Report each line of the items below that contains the word "ceiling", copying the whole line.

[Begin INPUT FOR THIS TASK]

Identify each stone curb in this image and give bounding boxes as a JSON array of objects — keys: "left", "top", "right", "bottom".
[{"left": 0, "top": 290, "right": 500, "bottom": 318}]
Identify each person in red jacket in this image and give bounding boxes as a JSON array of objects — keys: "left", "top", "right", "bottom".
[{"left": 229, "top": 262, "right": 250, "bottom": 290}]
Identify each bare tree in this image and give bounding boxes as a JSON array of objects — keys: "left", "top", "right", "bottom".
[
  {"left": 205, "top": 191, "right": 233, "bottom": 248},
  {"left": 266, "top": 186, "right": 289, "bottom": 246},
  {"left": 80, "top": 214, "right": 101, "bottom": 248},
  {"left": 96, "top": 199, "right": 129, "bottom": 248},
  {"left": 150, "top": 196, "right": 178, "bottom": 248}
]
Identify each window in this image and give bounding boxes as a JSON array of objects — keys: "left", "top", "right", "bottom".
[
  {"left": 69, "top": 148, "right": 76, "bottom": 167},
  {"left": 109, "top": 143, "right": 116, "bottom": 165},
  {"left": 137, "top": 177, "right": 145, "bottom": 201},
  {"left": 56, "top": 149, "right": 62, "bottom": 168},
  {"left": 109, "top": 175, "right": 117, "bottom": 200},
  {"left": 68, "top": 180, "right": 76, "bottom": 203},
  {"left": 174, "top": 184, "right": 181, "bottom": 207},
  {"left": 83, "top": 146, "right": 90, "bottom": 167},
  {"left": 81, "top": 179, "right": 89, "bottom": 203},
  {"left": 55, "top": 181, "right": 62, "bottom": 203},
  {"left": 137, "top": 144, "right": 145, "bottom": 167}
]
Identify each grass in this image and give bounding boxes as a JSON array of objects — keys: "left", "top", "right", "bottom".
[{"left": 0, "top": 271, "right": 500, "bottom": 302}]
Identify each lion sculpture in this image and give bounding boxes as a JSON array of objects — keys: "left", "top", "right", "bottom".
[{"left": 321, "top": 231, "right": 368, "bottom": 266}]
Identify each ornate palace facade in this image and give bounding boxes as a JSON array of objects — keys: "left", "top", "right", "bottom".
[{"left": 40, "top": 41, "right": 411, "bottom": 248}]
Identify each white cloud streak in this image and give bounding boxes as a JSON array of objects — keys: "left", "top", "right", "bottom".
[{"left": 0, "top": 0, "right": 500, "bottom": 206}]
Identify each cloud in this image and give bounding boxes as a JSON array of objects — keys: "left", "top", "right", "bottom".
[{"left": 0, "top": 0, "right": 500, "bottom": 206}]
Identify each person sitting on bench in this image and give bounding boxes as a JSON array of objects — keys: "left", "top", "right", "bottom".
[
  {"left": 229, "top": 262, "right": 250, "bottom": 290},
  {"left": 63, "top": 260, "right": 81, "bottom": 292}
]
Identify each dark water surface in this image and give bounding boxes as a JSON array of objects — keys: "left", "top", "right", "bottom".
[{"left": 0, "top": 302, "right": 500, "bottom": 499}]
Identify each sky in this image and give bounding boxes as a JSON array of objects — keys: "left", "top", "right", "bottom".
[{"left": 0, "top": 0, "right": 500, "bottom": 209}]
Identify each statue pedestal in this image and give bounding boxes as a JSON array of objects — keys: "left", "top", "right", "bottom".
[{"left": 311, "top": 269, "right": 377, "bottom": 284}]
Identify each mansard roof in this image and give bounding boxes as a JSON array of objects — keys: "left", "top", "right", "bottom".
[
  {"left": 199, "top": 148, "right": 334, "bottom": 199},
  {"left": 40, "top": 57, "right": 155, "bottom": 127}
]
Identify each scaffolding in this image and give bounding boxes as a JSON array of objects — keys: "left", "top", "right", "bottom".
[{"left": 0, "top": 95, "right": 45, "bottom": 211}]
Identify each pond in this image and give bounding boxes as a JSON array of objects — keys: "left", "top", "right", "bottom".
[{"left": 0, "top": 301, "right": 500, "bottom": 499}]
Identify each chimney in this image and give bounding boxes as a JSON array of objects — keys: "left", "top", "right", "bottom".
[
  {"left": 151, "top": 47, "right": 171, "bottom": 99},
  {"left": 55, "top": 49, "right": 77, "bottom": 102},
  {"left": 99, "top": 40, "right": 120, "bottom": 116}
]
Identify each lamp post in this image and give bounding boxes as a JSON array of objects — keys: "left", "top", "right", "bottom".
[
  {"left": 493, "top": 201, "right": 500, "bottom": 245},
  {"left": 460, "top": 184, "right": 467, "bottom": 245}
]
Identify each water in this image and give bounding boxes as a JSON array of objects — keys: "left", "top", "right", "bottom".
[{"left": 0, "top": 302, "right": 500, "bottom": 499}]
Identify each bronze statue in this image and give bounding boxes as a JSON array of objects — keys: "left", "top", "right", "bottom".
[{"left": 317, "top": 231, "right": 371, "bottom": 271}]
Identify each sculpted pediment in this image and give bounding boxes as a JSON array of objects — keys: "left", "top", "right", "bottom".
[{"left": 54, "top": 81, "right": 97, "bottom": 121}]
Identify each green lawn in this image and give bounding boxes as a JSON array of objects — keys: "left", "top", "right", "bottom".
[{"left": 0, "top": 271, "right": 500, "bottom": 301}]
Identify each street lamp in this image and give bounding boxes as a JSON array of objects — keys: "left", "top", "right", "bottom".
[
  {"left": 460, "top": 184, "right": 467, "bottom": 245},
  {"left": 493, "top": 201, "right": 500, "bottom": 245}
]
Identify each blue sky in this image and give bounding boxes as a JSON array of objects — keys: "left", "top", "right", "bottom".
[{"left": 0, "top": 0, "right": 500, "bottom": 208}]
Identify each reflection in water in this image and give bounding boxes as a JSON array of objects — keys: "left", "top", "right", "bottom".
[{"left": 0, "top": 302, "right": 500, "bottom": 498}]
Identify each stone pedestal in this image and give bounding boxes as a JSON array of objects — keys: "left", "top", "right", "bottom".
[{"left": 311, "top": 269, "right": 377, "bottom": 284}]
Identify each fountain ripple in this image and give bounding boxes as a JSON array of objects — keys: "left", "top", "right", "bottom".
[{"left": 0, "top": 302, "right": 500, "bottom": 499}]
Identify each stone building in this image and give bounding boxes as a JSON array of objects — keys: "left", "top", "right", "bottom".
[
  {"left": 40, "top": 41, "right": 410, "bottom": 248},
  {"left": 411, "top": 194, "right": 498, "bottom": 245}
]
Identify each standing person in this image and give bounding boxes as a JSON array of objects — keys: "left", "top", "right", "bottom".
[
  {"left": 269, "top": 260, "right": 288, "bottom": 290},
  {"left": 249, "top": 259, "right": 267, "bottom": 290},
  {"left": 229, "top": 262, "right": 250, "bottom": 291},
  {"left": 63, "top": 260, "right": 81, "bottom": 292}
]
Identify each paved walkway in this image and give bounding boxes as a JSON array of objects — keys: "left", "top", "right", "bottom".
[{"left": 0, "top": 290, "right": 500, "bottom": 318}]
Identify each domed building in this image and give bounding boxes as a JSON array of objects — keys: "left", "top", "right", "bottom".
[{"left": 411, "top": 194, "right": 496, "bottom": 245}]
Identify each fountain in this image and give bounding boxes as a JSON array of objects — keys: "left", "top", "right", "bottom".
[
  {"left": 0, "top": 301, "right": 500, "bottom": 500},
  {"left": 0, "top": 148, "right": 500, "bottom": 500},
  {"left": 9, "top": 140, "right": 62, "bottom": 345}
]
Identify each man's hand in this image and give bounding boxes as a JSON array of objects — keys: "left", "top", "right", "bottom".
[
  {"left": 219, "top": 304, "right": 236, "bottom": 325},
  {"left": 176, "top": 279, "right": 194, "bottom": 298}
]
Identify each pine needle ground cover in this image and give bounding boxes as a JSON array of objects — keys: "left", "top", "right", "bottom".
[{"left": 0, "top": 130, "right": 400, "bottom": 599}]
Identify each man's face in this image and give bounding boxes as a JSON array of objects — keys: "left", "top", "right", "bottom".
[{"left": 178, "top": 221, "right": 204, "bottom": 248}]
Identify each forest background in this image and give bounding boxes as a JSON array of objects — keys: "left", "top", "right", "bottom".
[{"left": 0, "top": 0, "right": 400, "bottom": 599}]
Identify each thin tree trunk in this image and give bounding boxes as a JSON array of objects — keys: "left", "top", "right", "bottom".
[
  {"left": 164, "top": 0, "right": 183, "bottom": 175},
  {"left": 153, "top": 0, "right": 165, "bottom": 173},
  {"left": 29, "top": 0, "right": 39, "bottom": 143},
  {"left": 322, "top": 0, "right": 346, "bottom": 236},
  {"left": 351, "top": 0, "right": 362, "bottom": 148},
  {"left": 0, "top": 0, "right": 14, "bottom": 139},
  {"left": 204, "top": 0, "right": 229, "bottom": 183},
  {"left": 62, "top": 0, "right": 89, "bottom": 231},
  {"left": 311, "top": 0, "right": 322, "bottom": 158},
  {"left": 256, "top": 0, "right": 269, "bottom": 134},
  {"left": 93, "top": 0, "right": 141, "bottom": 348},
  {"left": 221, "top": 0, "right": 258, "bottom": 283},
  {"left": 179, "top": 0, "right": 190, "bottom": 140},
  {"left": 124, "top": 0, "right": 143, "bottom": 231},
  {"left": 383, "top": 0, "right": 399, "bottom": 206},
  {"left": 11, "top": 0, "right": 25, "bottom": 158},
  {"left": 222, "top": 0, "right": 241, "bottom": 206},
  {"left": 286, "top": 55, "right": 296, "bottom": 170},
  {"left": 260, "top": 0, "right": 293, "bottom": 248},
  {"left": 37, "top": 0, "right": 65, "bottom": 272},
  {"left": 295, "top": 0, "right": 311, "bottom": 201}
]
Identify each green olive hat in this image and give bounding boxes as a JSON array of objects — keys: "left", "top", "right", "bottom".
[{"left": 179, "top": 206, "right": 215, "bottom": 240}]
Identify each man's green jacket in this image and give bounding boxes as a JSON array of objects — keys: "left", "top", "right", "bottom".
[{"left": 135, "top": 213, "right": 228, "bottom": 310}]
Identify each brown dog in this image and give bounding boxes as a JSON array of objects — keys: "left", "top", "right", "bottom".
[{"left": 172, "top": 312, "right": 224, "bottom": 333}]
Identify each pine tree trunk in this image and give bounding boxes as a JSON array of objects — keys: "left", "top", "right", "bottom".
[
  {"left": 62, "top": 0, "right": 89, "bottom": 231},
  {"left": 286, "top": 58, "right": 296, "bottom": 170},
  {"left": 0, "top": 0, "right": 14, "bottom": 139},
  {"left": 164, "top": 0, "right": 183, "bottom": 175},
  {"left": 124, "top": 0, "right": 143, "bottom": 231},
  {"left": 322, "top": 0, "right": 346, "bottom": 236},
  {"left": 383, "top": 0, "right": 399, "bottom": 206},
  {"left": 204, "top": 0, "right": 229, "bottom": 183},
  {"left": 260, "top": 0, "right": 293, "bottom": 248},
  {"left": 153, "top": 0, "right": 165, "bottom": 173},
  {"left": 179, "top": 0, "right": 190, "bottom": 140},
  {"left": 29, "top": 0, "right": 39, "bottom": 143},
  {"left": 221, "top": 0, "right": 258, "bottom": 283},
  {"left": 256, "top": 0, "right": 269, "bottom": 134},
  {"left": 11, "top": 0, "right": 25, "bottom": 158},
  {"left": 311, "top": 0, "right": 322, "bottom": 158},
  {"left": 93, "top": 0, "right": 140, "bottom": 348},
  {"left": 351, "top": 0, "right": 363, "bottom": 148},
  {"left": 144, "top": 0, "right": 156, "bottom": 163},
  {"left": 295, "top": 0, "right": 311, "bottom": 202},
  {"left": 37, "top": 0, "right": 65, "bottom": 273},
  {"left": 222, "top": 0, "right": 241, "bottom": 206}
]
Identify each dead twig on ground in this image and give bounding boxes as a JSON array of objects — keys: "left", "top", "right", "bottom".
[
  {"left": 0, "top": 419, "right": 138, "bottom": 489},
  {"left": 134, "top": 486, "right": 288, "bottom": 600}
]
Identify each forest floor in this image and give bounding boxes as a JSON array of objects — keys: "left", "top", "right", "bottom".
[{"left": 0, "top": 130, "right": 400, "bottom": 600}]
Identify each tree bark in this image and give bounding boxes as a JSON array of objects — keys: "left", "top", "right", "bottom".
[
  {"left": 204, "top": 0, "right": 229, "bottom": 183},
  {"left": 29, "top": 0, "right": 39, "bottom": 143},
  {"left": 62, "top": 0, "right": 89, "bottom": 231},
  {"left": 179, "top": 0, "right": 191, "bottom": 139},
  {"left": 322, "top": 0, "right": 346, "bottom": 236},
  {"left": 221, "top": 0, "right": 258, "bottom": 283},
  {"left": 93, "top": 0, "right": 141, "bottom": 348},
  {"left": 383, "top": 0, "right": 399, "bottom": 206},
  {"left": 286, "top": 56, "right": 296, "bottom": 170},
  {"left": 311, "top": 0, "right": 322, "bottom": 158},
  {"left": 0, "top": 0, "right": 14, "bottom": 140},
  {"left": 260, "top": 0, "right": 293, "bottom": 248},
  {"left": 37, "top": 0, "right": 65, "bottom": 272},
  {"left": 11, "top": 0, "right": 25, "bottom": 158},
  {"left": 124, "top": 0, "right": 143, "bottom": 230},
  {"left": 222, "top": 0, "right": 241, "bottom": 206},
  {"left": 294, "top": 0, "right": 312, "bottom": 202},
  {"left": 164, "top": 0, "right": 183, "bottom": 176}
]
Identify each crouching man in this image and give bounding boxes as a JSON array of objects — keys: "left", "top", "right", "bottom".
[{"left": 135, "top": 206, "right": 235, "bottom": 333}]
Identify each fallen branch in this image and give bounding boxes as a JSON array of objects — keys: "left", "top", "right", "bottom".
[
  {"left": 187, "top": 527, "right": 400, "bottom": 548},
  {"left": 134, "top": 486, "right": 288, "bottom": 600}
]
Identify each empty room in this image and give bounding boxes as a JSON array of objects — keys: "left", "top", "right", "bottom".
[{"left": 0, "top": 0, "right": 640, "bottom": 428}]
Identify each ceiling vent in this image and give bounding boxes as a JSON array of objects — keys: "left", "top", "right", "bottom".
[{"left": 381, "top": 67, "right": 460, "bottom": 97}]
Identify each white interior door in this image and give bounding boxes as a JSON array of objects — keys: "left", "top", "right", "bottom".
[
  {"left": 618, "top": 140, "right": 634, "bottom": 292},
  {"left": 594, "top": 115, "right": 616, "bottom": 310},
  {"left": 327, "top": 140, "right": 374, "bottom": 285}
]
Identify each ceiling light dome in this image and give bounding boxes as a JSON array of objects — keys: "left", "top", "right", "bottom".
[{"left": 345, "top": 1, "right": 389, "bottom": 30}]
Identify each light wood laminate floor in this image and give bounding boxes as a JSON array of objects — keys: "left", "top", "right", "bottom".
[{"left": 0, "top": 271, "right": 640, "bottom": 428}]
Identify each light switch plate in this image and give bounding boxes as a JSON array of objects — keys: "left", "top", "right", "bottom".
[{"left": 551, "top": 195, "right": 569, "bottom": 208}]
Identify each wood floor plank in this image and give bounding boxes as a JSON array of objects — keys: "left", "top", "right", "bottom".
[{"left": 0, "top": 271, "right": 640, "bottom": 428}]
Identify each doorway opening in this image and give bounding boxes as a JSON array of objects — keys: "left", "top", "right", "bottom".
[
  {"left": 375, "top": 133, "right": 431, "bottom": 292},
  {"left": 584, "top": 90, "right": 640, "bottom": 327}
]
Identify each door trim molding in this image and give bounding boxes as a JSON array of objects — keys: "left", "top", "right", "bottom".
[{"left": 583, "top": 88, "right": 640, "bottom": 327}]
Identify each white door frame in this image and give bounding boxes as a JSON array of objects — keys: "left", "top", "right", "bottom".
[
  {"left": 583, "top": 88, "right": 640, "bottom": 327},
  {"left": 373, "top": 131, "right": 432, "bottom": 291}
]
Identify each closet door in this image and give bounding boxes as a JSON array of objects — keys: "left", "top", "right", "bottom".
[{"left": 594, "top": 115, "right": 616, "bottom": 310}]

[End INPUT FOR THIS TASK]

• [OUTPUT FOR THIS TASK]:
Identify each ceiling vent in this image and give bounding boxes as a JSON array of objects — keys: "left", "top", "right", "bottom".
Identify each ceiling light dome in this image and give bounding boxes as a JSON array of objects — keys: "left", "top", "right", "bottom".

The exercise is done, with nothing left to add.